Required work » Please print out the entries below unchanged and skip the images.

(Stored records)
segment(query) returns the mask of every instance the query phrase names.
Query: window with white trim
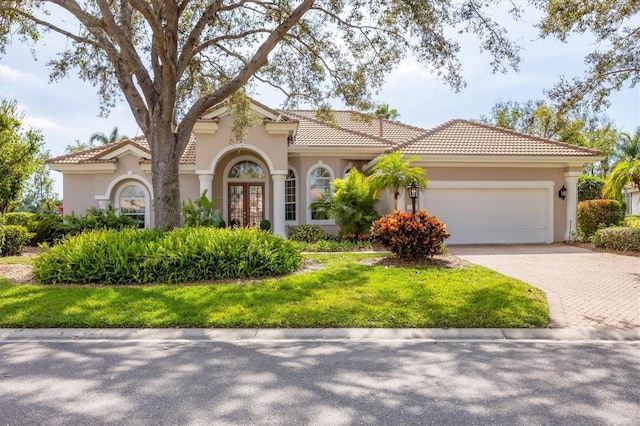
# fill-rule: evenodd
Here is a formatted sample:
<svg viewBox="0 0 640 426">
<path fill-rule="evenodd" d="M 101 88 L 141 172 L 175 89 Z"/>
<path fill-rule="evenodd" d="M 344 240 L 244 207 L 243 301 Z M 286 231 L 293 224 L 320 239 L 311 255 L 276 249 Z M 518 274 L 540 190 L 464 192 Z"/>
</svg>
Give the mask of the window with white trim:
<svg viewBox="0 0 640 426">
<path fill-rule="evenodd" d="M 633 202 L 633 194 L 630 191 L 624 193 L 624 201 L 627 203 L 627 214 L 631 214 L 631 210 L 633 207 L 631 205 L 631 203 Z"/>
<path fill-rule="evenodd" d="M 296 174 L 289 169 L 284 180 L 284 220 L 296 220 Z"/>
<path fill-rule="evenodd" d="M 145 227 L 145 218 L 147 214 L 147 197 L 138 185 L 127 185 L 120 191 L 118 200 L 118 209 L 123 216 L 129 216 L 138 222 L 138 228 Z"/>
<path fill-rule="evenodd" d="M 309 175 L 309 195 L 313 203 L 322 198 L 325 192 L 331 191 L 331 172 L 327 167 L 318 166 Z M 311 220 L 327 220 L 327 214 L 317 209 L 311 209 Z"/>
</svg>

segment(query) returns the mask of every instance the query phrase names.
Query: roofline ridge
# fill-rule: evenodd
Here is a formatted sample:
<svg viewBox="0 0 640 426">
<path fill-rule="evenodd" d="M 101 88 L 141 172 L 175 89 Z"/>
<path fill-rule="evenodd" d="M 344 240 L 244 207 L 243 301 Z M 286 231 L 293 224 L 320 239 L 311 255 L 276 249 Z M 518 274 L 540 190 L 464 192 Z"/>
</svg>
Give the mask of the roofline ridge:
<svg viewBox="0 0 640 426">
<path fill-rule="evenodd" d="M 509 134 L 525 137 L 527 139 L 536 140 L 536 141 L 539 141 L 539 142 L 544 142 L 544 143 L 548 143 L 548 144 L 552 144 L 552 145 L 558 145 L 558 146 L 562 146 L 562 147 L 565 147 L 565 148 L 574 148 L 574 149 L 577 149 L 578 151 L 587 152 L 589 154 L 594 154 L 594 155 L 601 155 L 602 154 L 602 152 L 600 152 L 597 149 L 587 148 L 587 147 L 580 146 L 580 145 L 573 145 L 573 144 L 570 144 L 568 142 L 556 141 L 556 140 L 549 139 L 549 138 L 543 138 L 542 136 L 530 135 L 528 133 L 522 133 L 522 132 L 519 132 L 517 130 L 507 129 L 505 127 L 499 127 L 499 126 L 495 126 L 495 125 L 492 125 L 492 124 L 481 123 L 481 122 L 475 121 L 475 120 L 456 119 L 456 120 L 452 120 L 452 121 L 460 121 L 460 122 L 463 122 L 463 123 L 466 122 L 466 123 L 473 124 L 475 126 L 480 126 L 480 127 L 485 127 L 485 128 L 488 128 L 488 129 L 498 130 L 498 131 L 500 131 L 502 133 L 509 133 Z"/>
<path fill-rule="evenodd" d="M 322 126 L 331 127 L 327 123 L 325 123 L 324 121 L 318 120 L 317 118 L 302 117 L 302 119 L 313 121 L 314 123 L 320 124 Z M 366 137 L 366 138 L 377 140 L 378 142 L 382 142 L 382 143 L 385 143 L 387 145 L 390 145 L 390 147 L 393 147 L 393 146 L 397 145 L 397 143 L 393 142 L 392 140 L 386 139 L 386 138 L 381 138 L 380 136 L 373 136 L 373 135 L 370 135 L 368 133 L 359 132 L 357 130 L 345 129 L 344 127 L 340 127 L 340 126 L 337 126 L 336 128 L 339 129 L 342 132 L 345 132 L 345 133 L 351 133 L 351 134 L 354 134 L 354 135 L 363 136 L 363 137 Z"/>
<path fill-rule="evenodd" d="M 313 109 L 298 109 L 298 110 L 293 110 L 293 111 L 315 112 L 316 110 L 313 110 Z M 359 114 L 359 115 L 364 115 L 364 116 L 369 115 L 369 114 L 366 114 L 366 113 L 364 113 L 362 111 L 350 110 L 350 109 L 332 109 L 332 111 L 334 111 L 334 112 L 348 112 L 350 114 Z M 372 117 L 373 120 L 376 120 L 376 116 L 372 115 L 371 117 Z M 387 122 L 387 123 L 395 124 L 397 126 L 406 127 L 408 129 L 411 129 L 411 130 L 417 130 L 417 131 L 421 131 L 421 132 L 429 131 L 429 129 L 425 129 L 424 127 L 414 126 L 413 124 L 403 123 L 402 121 L 389 120 L 388 118 L 385 118 L 384 121 Z"/>
</svg>

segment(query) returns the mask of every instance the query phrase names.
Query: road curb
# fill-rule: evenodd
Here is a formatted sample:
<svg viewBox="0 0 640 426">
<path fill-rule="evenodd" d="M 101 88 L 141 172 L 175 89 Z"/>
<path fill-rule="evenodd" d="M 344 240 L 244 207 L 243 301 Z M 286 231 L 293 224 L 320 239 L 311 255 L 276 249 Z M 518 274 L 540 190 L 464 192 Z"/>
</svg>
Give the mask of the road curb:
<svg viewBox="0 0 640 426">
<path fill-rule="evenodd" d="M 500 329 L 500 328 L 301 328 L 301 329 L 215 329 L 215 328 L 56 328 L 0 329 L 0 342 L 15 341 L 280 341 L 280 340 L 433 340 L 433 341 L 638 341 L 640 328 L 629 329 Z"/>
</svg>

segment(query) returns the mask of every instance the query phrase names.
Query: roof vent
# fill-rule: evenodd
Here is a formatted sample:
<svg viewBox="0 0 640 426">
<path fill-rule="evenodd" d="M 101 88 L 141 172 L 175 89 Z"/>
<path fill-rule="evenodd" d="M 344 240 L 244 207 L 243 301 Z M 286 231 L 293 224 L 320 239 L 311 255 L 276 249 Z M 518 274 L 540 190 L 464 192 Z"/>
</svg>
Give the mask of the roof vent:
<svg viewBox="0 0 640 426">
<path fill-rule="evenodd" d="M 382 131 L 382 126 L 384 123 L 384 115 L 378 114 L 378 136 L 383 137 L 384 132 Z"/>
</svg>

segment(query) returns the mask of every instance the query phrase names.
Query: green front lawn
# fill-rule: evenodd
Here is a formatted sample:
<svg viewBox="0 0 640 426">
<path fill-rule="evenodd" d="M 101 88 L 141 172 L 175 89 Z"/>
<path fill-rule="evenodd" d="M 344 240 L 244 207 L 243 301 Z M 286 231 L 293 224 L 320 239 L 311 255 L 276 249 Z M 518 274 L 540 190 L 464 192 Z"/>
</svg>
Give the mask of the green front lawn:
<svg viewBox="0 0 640 426">
<path fill-rule="evenodd" d="M 369 266 L 375 254 L 309 255 L 321 270 L 212 285 L 14 285 L 0 327 L 545 327 L 543 293 L 480 266 Z"/>
</svg>

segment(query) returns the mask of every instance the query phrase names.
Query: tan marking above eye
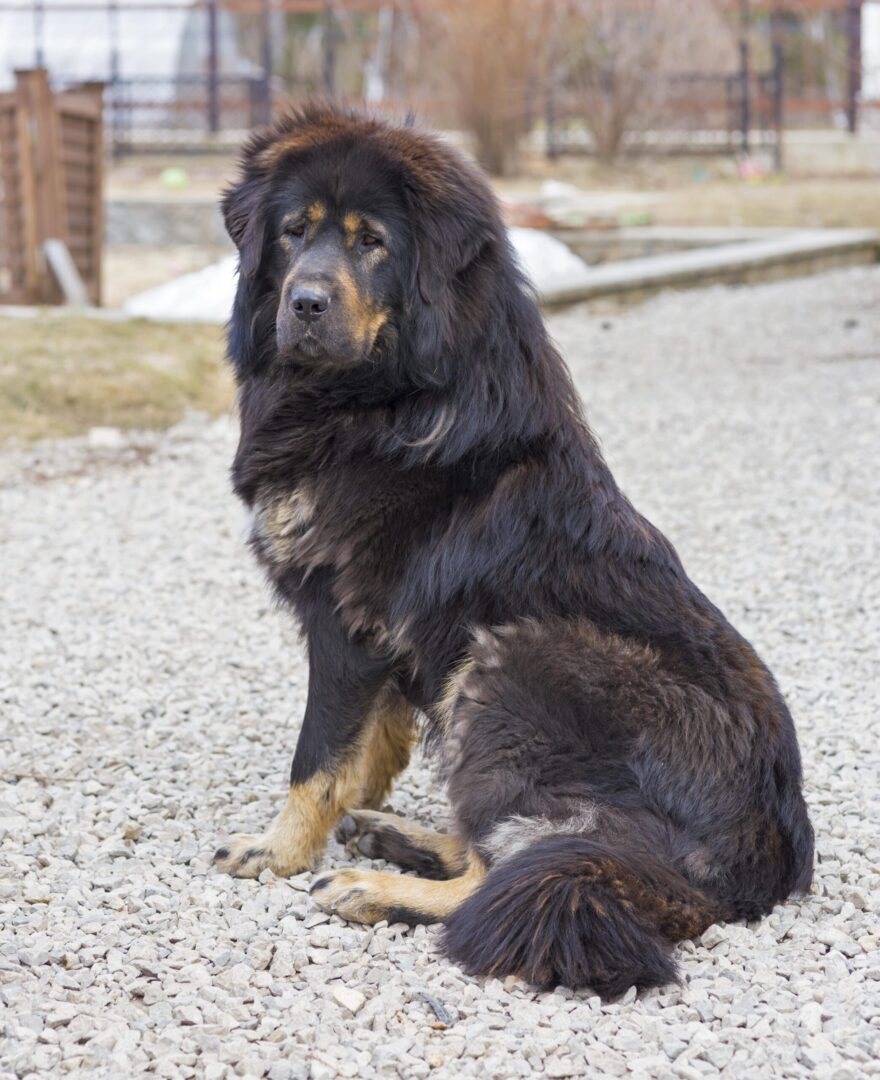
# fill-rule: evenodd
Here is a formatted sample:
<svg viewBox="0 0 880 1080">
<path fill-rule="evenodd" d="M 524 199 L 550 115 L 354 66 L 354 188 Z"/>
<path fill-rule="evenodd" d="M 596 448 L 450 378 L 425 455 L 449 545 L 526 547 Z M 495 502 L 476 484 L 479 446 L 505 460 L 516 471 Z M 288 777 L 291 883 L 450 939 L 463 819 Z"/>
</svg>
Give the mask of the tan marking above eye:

Response for this exercise »
segment(query) returns the mask of every instance the query phrase names.
Query: window with white trim
# fill-rule: evenodd
Here is a formatted sample:
<svg viewBox="0 0 640 426">
<path fill-rule="evenodd" d="M 101 88 L 141 172 L 175 89 Z"/>
<path fill-rule="evenodd" d="M 344 240 L 244 207 L 243 301 Z M 286 231 L 293 224 L 320 239 L 311 255 L 276 249 Z M 518 274 L 540 190 L 464 192 Z"/>
</svg>
Give the mask of the window with white trim:
<svg viewBox="0 0 640 426">
<path fill-rule="evenodd" d="M 633 202 L 633 194 L 630 191 L 624 193 L 624 201 L 627 203 L 627 214 L 631 214 L 631 210 L 633 207 L 631 205 L 631 203 Z"/>
<path fill-rule="evenodd" d="M 296 174 L 289 169 L 284 180 L 284 220 L 296 220 Z"/>
<path fill-rule="evenodd" d="M 145 227 L 145 218 L 147 214 L 147 197 L 138 185 L 127 185 L 120 191 L 118 200 L 118 209 L 123 216 L 129 216 L 138 222 L 138 228 Z"/>
<path fill-rule="evenodd" d="M 309 175 L 309 195 L 313 203 L 322 198 L 325 192 L 331 191 L 331 172 L 327 167 L 318 166 Z M 311 220 L 327 220 L 327 214 L 317 209 L 311 209 Z"/>
</svg>

segment(query) returns the mask of every instance the query phrase names.
Query: roofline ridge
# fill-rule: evenodd
Here is a formatted sample:
<svg viewBox="0 0 640 426">
<path fill-rule="evenodd" d="M 101 88 L 141 172 L 175 89 Z"/>
<path fill-rule="evenodd" d="M 344 240 L 244 207 L 243 301 Z M 286 231 L 293 224 L 320 239 L 311 255 L 276 249 Z M 518 274 L 540 190 L 464 192 Z"/>
</svg>
Give the mask of the roofline ridge:
<svg viewBox="0 0 640 426">
<path fill-rule="evenodd" d="M 509 134 L 525 137 L 527 139 L 536 140 L 536 141 L 539 141 L 539 142 L 544 142 L 544 143 L 548 143 L 548 144 L 552 144 L 552 145 L 558 145 L 558 146 L 562 146 L 562 147 L 565 147 L 565 148 L 574 148 L 574 149 L 577 149 L 578 151 L 587 152 L 589 154 L 594 154 L 594 155 L 601 155 L 602 154 L 602 152 L 600 152 L 597 149 L 587 148 L 587 147 L 580 146 L 580 145 L 573 145 L 573 144 L 570 144 L 568 142 L 556 141 L 556 140 L 549 139 L 549 138 L 543 138 L 542 136 L 530 135 L 528 133 L 522 133 L 522 132 L 519 132 L 517 130 L 507 129 L 505 127 L 499 127 L 499 126 L 495 126 L 495 125 L 492 125 L 492 124 L 481 123 L 481 122 L 475 121 L 475 120 L 456 119 L 456 120 L 452 120 L 452 121 L 460 121 L 460 122 L 463 122 L 463 123 L 466 122 L 466 123 L 473 124 L 475 126 L 480 126 L 480 127 L 485 127 L 485 128 L 488 128 L 488 129 L 498 130 L 498 131 L 500 131 L 502 133 L 509 133 Z"/>
<path fill-rule="evenodd" d="M 322 126 L 331 127 L 327 123 L 325 123 L 324 121 L 318 120 L 317 118 L 302 117 L 302 119 L 313 121 L 314 123 L 320 124 Z M 366 137 L 366 138 L 377 140 L 378 142 L 382 142 L 382 143 L 385 143 L 387 145 L 390 145 L 390 147 L 393 147 L 393 146 L 397 145 L 397 143 L 393 142 L 392 140 L 386 139 L 386 138 L 381 138 L 380 136 L 373 136 L 373 135 L 370 135 L 368 133 L 359 132 L 357 130 L 345 129 L 344 127 L 340 127 L 340 126 L 337 126 L 336 128 L 339 129 L 342 132 L 345 132 L 345 133 L 351 133 L 351 134 L 354 134 L 354 135 L 363 136 L 363 137 Z"/>
<path fill-rule="evenodd" d="M 313 109 L 298 109 L 298 110 L 293 110 L 293 111 L 315 112 L 316 110 L 313 110 Z M 359 114 L 359 115 L 364 115 L 364 116 L 369 115 L 369 114 L 366 114 L 366 113 L 364 113 L 362 111 L 350 110 L 350 109 L 332 109 L 332 111 L 334 111 L 334 112 L 348 112 L 350 114 Z M 372 117 L 373 120 L 376 120 L 376 116 L 372 115 L 371 117 Z M 387 122 L 387 123 L 395 124 L 397 126 L 406 127 L 408 129 L 411 129 L 411 130 L 417 130 L 417 131 L 421 131 L 421 132 L 429 131 L 429 129 L 425 129 L 424 127 L 414 126 L 413 124 L 403 123 L 402 121 L 389 120 L 388 118 L 385 118 L 384 121 Z"/>
</svg>

segment(query) returns the mask of every instance the query phrase names.
Query: road curb
# fill-rule: evenodd
Here is a formatted sample:
<svg viewBox="0 0 640 426">
<path fill-rule="evenodd" d="M 101 88 L 141 172 L 175 89 Z"/>
<path fill-rule="evenodd" d="M 344 240 L 244 207 L 243 301 Z M 286 231 L 293 224 L 320 239 L 311 255 L 276 249 Z M 518 274 L 540 190 L 464 192 Z"/>
</svg>
Give the mask of the road curb:
<svg viewBox="0 0 640 426">
<path fill-rule="evenodd" d="M 500 329 L 500 328 L 301 328 L 301 329 L 215 329 L 215 328 L 56 328 L 0 329 L 0 342 L 15 341 L 280 341 L 280 340 L 433 340 L 433 341 L 638 341 L 640 328 L 629 329 Z"/>
</svg>

segment(query) returns the mask of every instance the query phrase names.
Query: roof vent
# fill-rule: evenodd
Here is a formatted sample:
<svg viewBox="0 0 640 426">
<path fill-rule="evenodd" d="M 101 88 L 141 172 L 175 89 Z"/>
<path fill-rule="evenodd" d="M 344 240 L 244 207 L 243 301 Z M 286 231 L 293 224 L 320 239 L 311 255 L 276 249 Z M 518 274 L 540 190 L 464 192 Z"/>
</svg>
Give the mask of the roof vent:
<svg viewBox="0 0 640 426">
<path fill-rule="evenodd" d="M 382 131 L 382 126 L 384 123 L 384 115 L 378 114 L 378 136 L 383 137 L 384 132 Z"/>
</svg>

segment(query) returns the mask of every instance the query phrase names.
Query: green front lawn
# fill-rule: evenodd
Here is a formatted sample:
<svg viewBox="0 0 640 426">
<path fill-rule="evenodd" d="M 101 88 L 141 172 L 175 89 Z"/>
<path fill-rule="evenodd" d="M 344 240 L 244 207 L 243 301 Z M 286 231 L 293 224 L 320 239 L 311 255 L 276 249 Z M 518 274 L 540 190 L 464 192 Z"/>
</svg>
Give the mask of the green front lawn:
<svg viewBox="0 0 640 426">
<path fill-rule="evenodd" d="M 369 266 L 375 254 L 309 255 L 321 270 L 212 285 L 14 285 L 0 327 L 545 327 L 543 293 L 480 266 Z"/>
</svg>

segment(query) returns the mask of every instance the query phrase names.
Query: tan marking above eye
# fill-rule: evenodd
Here is a formatted sample:
<svg viewBox="0 0 880 1080">
<path fill-rule="evenodd" d="M 524 199 L 550 115 L 354 66 L 354 188 Z"/>
<path fill-rule="evenodd" d="M 596 448 L 450 378 L 425 455 L 449 545 L 526 547 Z M 495 502 L 476 484 L 479 446 L 505 460 L 516 471 Z M 288 777 L 291 883 L 450 939 L 463 819 Z"/>
</svg>
Give the mask of the tan marking above eye:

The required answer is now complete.